§ How to complete this task:
Return the records exactly, please. Every line should match.
===== Material to process =====
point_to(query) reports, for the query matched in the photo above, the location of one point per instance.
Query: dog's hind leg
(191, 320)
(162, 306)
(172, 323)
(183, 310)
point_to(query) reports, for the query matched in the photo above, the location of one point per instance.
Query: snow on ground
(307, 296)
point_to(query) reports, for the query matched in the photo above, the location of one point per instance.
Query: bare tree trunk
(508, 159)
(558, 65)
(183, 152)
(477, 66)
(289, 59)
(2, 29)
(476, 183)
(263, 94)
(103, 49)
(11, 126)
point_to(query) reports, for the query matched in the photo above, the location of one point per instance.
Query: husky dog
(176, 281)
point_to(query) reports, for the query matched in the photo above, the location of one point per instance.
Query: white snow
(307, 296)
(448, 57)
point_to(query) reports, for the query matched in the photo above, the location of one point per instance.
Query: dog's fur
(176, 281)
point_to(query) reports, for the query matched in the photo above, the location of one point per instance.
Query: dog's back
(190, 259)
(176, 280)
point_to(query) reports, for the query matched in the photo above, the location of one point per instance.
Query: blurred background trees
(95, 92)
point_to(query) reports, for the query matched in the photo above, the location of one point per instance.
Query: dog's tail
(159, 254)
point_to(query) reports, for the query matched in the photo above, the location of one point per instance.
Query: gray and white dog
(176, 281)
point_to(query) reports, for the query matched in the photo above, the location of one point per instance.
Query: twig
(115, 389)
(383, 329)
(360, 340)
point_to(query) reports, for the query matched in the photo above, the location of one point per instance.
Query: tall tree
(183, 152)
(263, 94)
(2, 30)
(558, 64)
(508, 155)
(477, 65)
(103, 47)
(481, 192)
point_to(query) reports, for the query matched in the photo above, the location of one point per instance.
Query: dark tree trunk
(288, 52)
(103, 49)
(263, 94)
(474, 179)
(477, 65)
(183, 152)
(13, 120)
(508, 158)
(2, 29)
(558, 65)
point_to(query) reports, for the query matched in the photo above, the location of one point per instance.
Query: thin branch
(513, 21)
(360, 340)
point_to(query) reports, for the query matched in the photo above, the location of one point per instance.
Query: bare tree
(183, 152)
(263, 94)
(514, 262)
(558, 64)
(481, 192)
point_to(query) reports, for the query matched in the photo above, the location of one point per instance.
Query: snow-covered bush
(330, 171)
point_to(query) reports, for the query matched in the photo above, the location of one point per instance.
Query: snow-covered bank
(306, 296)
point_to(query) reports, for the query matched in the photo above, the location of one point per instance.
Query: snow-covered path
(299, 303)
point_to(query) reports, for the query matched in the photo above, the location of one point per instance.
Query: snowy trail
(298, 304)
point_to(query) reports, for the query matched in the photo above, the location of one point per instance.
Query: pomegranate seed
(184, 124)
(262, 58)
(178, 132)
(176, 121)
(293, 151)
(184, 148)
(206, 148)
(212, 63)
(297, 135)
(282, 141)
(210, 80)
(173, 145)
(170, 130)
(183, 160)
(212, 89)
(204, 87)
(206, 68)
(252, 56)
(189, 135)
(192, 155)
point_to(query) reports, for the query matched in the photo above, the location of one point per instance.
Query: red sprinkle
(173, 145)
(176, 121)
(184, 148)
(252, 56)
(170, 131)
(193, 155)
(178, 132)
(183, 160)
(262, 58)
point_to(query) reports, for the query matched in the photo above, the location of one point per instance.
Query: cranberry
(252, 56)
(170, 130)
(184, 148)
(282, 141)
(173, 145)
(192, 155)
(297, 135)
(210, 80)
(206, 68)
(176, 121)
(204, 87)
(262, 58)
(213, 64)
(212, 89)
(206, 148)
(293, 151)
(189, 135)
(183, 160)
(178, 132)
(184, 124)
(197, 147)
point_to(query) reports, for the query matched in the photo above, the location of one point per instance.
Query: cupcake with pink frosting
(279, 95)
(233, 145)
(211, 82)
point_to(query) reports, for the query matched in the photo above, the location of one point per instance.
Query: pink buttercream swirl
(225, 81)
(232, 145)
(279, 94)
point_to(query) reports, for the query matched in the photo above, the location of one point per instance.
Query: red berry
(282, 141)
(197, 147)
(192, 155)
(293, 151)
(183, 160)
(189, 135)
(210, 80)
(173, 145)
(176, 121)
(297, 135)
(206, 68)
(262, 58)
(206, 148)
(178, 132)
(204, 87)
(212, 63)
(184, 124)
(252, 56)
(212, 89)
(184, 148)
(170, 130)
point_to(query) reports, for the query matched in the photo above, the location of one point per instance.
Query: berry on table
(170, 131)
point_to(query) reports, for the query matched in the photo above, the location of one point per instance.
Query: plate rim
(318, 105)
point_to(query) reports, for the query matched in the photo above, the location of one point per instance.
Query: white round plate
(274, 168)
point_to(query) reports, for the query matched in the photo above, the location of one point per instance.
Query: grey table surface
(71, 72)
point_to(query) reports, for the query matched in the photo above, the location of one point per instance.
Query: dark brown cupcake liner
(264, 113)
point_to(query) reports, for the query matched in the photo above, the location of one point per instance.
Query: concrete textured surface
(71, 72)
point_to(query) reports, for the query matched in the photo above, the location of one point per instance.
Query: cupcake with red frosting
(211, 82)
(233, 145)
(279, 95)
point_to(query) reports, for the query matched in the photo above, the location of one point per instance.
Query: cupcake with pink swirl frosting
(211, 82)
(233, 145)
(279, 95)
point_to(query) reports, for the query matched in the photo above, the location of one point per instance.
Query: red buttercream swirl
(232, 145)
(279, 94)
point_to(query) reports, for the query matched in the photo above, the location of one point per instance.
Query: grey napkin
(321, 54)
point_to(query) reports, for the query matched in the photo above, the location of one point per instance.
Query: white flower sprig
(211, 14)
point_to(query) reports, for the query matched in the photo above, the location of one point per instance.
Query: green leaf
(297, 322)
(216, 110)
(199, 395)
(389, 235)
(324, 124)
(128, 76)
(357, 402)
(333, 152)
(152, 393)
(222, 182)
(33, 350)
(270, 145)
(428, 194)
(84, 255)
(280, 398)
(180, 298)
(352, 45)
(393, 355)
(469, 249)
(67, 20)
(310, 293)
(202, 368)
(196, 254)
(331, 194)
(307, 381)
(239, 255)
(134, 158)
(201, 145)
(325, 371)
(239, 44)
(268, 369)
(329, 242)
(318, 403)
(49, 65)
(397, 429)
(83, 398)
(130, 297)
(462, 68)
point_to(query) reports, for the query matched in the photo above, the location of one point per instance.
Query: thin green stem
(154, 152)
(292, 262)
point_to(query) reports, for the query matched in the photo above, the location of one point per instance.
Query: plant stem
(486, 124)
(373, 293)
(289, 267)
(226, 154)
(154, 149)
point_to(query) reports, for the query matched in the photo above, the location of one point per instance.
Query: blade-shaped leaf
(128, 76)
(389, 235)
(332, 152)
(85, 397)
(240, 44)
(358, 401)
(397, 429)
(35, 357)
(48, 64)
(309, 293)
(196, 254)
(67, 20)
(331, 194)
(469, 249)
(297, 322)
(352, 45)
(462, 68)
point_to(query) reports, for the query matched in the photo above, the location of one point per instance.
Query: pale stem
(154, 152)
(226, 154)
=====
§ Exercise response:
point_to(query) reports, for the query matched in the photo above, the location of one point per instance.
Query: dog's hind leg
(191, 320)
(162, 306)
(172, 323)
(183, 310)
point_to(query) reports, for the query matched in the photo above, the location of one point per instance.
Query: snow on ground
(307, 296)
point_to(query) reports, for the query matched in the photo above, the location of one point per instance.
Query: bare tree trunk
(508, 159)
(558, 65)
(183, 152)
(477, 66)
(289, 59)
(2, 29)
(476, 183)
(263, 94)
(103, 49)
(11, 126)
point_to(query) reports, for the query matched in the photo above, the location of one point per instance.
Query: husky dog
(176, 281)
point_to(query) reports, for the query matched in the photo above, the location of one point per instance.
Query: white snow
(307, 296)
(448, 57)
point_to(query) reports, for the query matched in the photo above, the location of one point per instance.
Query: dog's fur
(176, 281)
point_to(query) reports, for the query matched in the photo above, the location of one point per instance.
Query: dog's back
(190, 259)
(176, 280)
point_to(query) reports, for the query matched in the photo above, the location of one point per instance.
Query: blurred background trees
(95, 92)
point_to(query) reports, for the query matched in the photo above, the location of one point per instance.
Query: dog's tail
(159, 254)
point_to(query) reports, for the query matched in the photo above, the location of one point per instance.
Query: gray and white dog
(176, 281)
point_to(query) reports, for the query matched in the photo above, the location of one point per instance.
Query: twig
(115, 389)
(383, 329)
(360, 340)
point_to(query) reports, for the query matched in the photo above, the location of one point per instance.
Query: tall tree
(183, 152)
(263, 94)
(2, 30)
(558, 64)
(508, 155)
(477, 65)
(103, 47)
(481, 192)
point_to(query) reports, for the query matched in the photo above, the location of one point per instance.
Query: dark tree trunk
(288, 52)
(103, 49)
(263, 94)
(474, 179)
(477, 65)
(183, 152)
(13, 120)
(508, 158)
(2, 29)
(558, 65)
point_to(query) reports, for the query matched in the photo above, the location of one point per instance.
Query: thin branch
(513, 21)
(360, 340)
point_to(query) reports, for the query matched in the photo above, the location of one point per instance.
Query: bare tree
(183, 152)
(263, 94)
(514, 262)
(558, 64)
(481, 192)
point_to(query) reports, for the query matched in the photo above, the location of one point per instance.
Query: snow-covered bush
(330, 171)
point_to(query) reports, for the query matched in the photo above, the location of one point per instance.
Query: snow-covered bank
(306, 296)
point_to(query) reports, for the query matched in the photo above, the location of one point per instance.
Query: snow-covered path
(299, 303)
point_to(query) reports, for the query matched in the photo above, the location of one point per instance.
Query: snowy trail
(298, 304)
point_to(query) reports, for the query matched in the photo above, the location of one point per instance.
Query: pomegranate seed
(184, 124)
(262, 58)
(178, 132)
(176, 121)
(293, 151)
(184, 148)
(206, 148)
(212, 63)
(297, 135)
(282, 141)
(210, 80)
(173, 145)
(170, 130)
(183, 160)
(212, 89)
(204, 87)
(206, 68)
(252, 56)
(189, 135)
(192, 155)
point_to(query) reports, for the query matched in the photo above, the location of one point per instance.
Query: red sprinkle
(173, 145)
(176, 121)
(184, 148)
(252, 56)
(170, 131)
(193, 155)
(178, 132)
(183, 160)
(262, 58)
point_to(query) reports, for the query matched in the photo above, the location of one point per instance.
Query: cranberry
(252, 56)
(170, 130)
(184, 148)
(282, 141)
(173, 145)
(192, 155)
(297, 135)
(210, 80)
(206, 68)
(176, 121)
(204, 87)
(262, 58)
(213, 64)
(212, 89)
(206, 148)
(293, 151)
(189, 135)
(183, 160)
(178, 132)
(184, 124)
(197, 147)
point_to(query) reports, for the query matched in the photo above, the location of one point per instance.
Query: cupcake with pink frosting
(279, 95)
(233, 145)
(211, 82)
point_to(query) reports, for the query matched in the photo above, the location of one point per instance.
Query: pink buttercream swirl
(225, 81)
(232, 145)
(279, 94)
point_to(query) reports, for the query matched in the photo above, the location of one point per instance.
Query: red berry
(282, 141)
(197, 147)
(192, 155)
(293, 151)
(183, 160)
(189, 135)
(210, 80)
(173, 145)
(176, 121)
(297, 135)
(206, 68)
(262, 58)
(206, 148)
(178, 132)
(204, 87)
(212, 63)
(184, 124)
(252, 56)
(212, 89)
(184, 148)
(170, 130)
point_to(query) reports, for the query matched in the photo above, the location of one point per instance.
Query: berry on table
(170, 131)
point_to(query) reports, for the query matched in the photo above, the location of one point per instance.
Query: plate rim
(318, 105)
point_to(query) reports, for the query matched in the photo above, the location of one point per instance.
Query: white round plate
(274, 168)
point_to(query) reports, for the query matched in the photo above, the location of one point per instance.
Query: grey table surface
(71, 72)
point_to(query) reports, for the query matched in the photo above, the location of one point per instance.
Query: dark brown cupcake liner
(264, 113)
point_to(query) reports, for the query matched in the photo above, the location of one point per instance.
Query: concrete textured surface
(71, 72)
point_to(query) reports, for the query matched in the photo above, the location of one point per instance.
Query: cupcake with red frosting
(211, 82)
(233, 145)
(279, 95)
point_to(query) reports, for the query matched in the photo above, the location of one point per instance.
Query: cupcake with pink swirl frosting
(211, 82)
(233, 145)
(279, 95)
point_to(query) reports, for the query matched in the photo above, the location of one point per instance.
Query: red buttercream swirl
(232, 145)
(279, 94)
point_to(query) reports, for the query matched in the photo above, the location of one point per instance.
Query: grey napkin
(321, 54)
point_to(query) reports, for the query matched in the photo above, the location of one point per instance.
Query: white flower sprig
(211, 14)
point_to(query) reports, for the query matched in the photo above, the location of one point per instance.
Query: green leaf
(297, 322)
(216, 110)
(199, 395)
(389, 235)
(324, 124)
(128, 76)
(357, 402)
(333, 152)
(152, 393)
(222, 182)
(33, 350)
(270, 145)
(428, 194)
(84, 255)
(280, 398)
(180, 298)
(352, 45)
(393, 355)
(469, 249)
(67, 20)
(310, 293)
(202, 368)
(196, 254)
(331, 194)
(307, 381)
(239, 255)
(134, 158)
(201, 145)
(325, 371)
(239, 44)
(268, 369)
(329, 242)
(318, 403)
(49, 65)
(397, 429)
(83, 398)
(130, 297)
(462, 68)
point_to(query) reports, for the query matched in the photo above, the location of one point per instance.
Query: thin green stem
(154, 152)
(292, 262)
point_to(query) reports, for the query matched in the photo above, the location of one point per instance.
Query: plant stem
(486, 124)
(373, 293)
(289, 267)
(226, 154)
(154, 149)
point_to(query) reports, for the query matched in the photo above, the location of one point per instance.
Query: blade-shaped leaf
(128, 76)
(389, 235)
(332, 152)
(85, 397)
(240, 44)
(358, 401)
(397, 429)
(35, 357)
(48, 64)
(309, 293)
(196, 254)
(67, 20)
(331, 194)
(469, 249)
(297, 322)
(352, 45)
(462, 68)
point_to(query) reports, for the query matched in the photo above, the location of one point per instance.
Query: pale stem
(154, 152)
(226, 154)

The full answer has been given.